_Exercise instructions:_
Look through the lines below, find those with the word "bank", and copy them.

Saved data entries
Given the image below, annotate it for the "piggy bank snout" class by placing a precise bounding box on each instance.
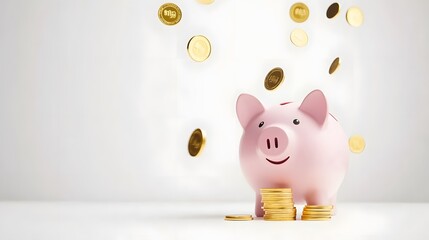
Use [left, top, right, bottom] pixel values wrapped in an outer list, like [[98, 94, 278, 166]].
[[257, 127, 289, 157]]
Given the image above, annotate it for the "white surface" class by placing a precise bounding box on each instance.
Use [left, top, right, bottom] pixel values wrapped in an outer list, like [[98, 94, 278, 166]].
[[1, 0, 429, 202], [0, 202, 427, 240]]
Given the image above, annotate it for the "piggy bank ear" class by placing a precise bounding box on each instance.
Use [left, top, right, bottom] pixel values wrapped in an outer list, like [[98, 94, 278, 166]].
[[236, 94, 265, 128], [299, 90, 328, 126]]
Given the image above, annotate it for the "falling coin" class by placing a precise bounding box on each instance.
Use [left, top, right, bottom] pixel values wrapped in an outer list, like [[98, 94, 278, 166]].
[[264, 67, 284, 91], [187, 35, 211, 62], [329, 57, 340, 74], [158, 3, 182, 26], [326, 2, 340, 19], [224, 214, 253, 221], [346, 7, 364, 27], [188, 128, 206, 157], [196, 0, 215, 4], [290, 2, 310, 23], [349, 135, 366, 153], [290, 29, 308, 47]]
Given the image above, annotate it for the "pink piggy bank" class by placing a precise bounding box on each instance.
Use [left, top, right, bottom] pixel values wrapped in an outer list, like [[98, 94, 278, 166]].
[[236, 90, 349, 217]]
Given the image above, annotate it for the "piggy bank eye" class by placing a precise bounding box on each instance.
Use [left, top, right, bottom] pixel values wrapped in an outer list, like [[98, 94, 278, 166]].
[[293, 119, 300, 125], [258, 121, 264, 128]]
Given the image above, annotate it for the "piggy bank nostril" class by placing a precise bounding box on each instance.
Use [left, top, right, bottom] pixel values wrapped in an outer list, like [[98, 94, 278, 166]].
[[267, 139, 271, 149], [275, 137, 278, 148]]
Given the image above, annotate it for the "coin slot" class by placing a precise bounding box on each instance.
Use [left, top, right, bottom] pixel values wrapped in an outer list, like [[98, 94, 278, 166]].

_Expected output:_
Given the image below, annotate it for the "piggy bank snout" class by placing a precise bounding box on each instance.
Given the image above, annotate it for the "piggy bank ear" class by placing a precise bounding box on each instance.
Given the image above, annotate it for the "pink piggy bank" class by placing a precise bounding box on each instance.
Given the image above, annotate it for the "piggy bank eye" class by placing a precise bounding box on each instance.
Given the image above, annotate it for the "piggy bank nostril" class by placing a precise bounding box on each instance.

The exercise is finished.